Olivier Wagner et Rainier Rocchi : « Tout reste encore à dire sur Sarraute »

C’est à la veille du colloque international, des 17 et 18 octobre à la Bibliothèque Nationale, consacré à Nathalie Sarraute, célébrant les 20 ans de sa disparition, que Diacritik est allé à la rencontre de deux de ses organisateurs : Olivier Wagner et Rainier Rocchi. Tout reste encore à dire sur Sarraute affirment avec justesse les deux chercheurs lors de ce grand entretien qui revient sur les nouvelles perspectives de recherche que ce fort colloque va ouvrir.

Ma première question voudrait porter sur les origines de votre colloque international qui vient, vingt ans après sa mort, en manière d’anniversaire, porter un nouveau regard sur l’œuvre de Nathalie Sarraute. Voilà de nombreuses années qu’il n’y avait pas eu de colloque sur la romancière du Planétarium : comment est alors né, chez vous, le désir d’organiser un colloque sur Sarraute ? S’agissait-il d’une certaine manière de combler un manque évident dans la recherche ?

Olivier Wagner – Le décès de Sarraute en 1999 avait conduit à une frénésie de publications, de portraits, d’hommages. S’en est suivi un long silence. Il fallait peut-être croire que les éloges posthumes accumulés autour de la mémoire de l’auteur avaient un autre objectif, celui d’établir un bilan, de tourner une page. Nathalie Sarraute n’est certes pas un cas isolé ; le changement de siècle fut assurément un moment de liquidation définitive du nouveau roman. Toutes les œuvres de cette tendance et leurs auteurs ont été emportés dans un vaste mouvement de négation. C’est peut-être l’effet des temps singuliers que nous vivons ou celui tout simplement d’un mouvement naturel – disons plutôt automatique – de la réception littéraire, faite d’intégrations et de rejets.

 

Pour Nathalie Sarraute, la situation était peut-être rendue plus complexe, paradoxalement, par les honneurs qui lui avaient été rendus ce son vivant : une exposition lui avait été consacrée à la Bibliothèque nationale en 1995, ses Œuvres complètes publiées à la Bibliothèque de la Pléiade en 1996. Peut-être s’était-on dit ces dernières années, parmi ceux qui malgré tout continuaient à s’intéresser à elle, qu’il n’y avait tout simplement plus rien à dire de neuf sur Sarraute.

L’idée de ce colloque nous est venue autour des archives de l’auteur, au département des Manuscrits de la Bibliothèque nationale, quand nous plongeant dans ses papiers nous est apparue cette masse énorme d’une matière inédite sur la vie et la pensée de l’auteur. Pour nous il s’est agi d’avancer avec évidence dans une direction précise : tout reste encore à dire sur Sarraute.

Pour en venir à l’argument même du colloque, on est frappés en lisant le programme de voir que, si les tropismes sont convoqués et l’art de la sous-conversation évoqué, ils n’occupent pas en revanche la place centrale que Nathalie Sarraute leur accordait.
Ma question sera ici d’ordre critique : est-ce que la grille de lecture, voulue par Sarraute à travers la question de la conversation et de la sous-conversation, si elle a pu être un temps productive, appelle à être désormais dépassée ? Vous parlez de « tabous dressés par l’auteure », d’interdits critiques, dans l’approche de son œuvre : pouvez-vous les évoquer pour nous ?

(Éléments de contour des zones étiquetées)

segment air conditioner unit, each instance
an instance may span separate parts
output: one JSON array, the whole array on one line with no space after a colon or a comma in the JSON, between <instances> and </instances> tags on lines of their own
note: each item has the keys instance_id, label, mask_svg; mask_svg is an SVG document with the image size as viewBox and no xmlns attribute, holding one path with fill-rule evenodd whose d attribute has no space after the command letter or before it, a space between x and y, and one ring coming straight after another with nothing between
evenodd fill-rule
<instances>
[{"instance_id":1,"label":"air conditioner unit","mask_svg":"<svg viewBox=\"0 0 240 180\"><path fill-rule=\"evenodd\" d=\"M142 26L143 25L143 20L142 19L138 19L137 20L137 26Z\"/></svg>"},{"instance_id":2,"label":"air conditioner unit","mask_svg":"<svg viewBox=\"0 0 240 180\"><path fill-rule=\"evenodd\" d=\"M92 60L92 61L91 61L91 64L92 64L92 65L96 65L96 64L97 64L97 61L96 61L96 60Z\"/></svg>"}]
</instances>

§ **OBJECTIF DE L'EXERCICE**
Prolongez l'entretien sur Nathalie Sarraute à partir de la dernière phrase de l'extrait.

§ **RÉSULTAT DE L'EXERCICE**
Olivier Wagner – La biographie de Sarraute par Ann Jefferson le démontre avec éloquence : elle suivait avec une inquiétude proche de la paranoïa la réception de son œuvre, tout particulièrement auprès des critiques. Ce souci de l’interprétation juste et univoque nécessairement de son œuvre l’amenèrent à développer un discours théorique rigoureux au sujet de celle-ci. Elle décourageait en revanche avec sévérité toute tentative de dévier de l’interprétation orthodoxe de sa littérature. Cette attitude de l’auteur a jusqu’à ce jour profondément conditionné le discours littéraire théorique à son égard.

Conversation et sous-conversation, exploration d’une matière mentale sous-jacente, il ne s’agit évidemment pas de dire que tout cela est désormais nul et non avenu. On doit en revanche se demander s’il n’est pas temps de s’extraire de ce cadre de pensée. Un des tabous qu’il est peut-être intéressant de renverser est celui de l’assignation strictement littéraire de l’œuvre de Sarraute, loin de toute forme de littérature engagée. La lire aujourd’hui c’est pourtant faire le constat de l’aspect profondément subversif de ce qu’elle dit de certaines réalités en apparence immanentes. Comment ne pas lire en particulier l’aspect a-genré des consciences qui se rencontrent parfois dans ses œuvres sous le prisme des théories queer ? Tant d’autres questions actuelles semblent ainsi résonner – ou raisonner – avec une œuvre dont l’interprétation théorique pouvait sembler jusqu’alors hermétiquement close !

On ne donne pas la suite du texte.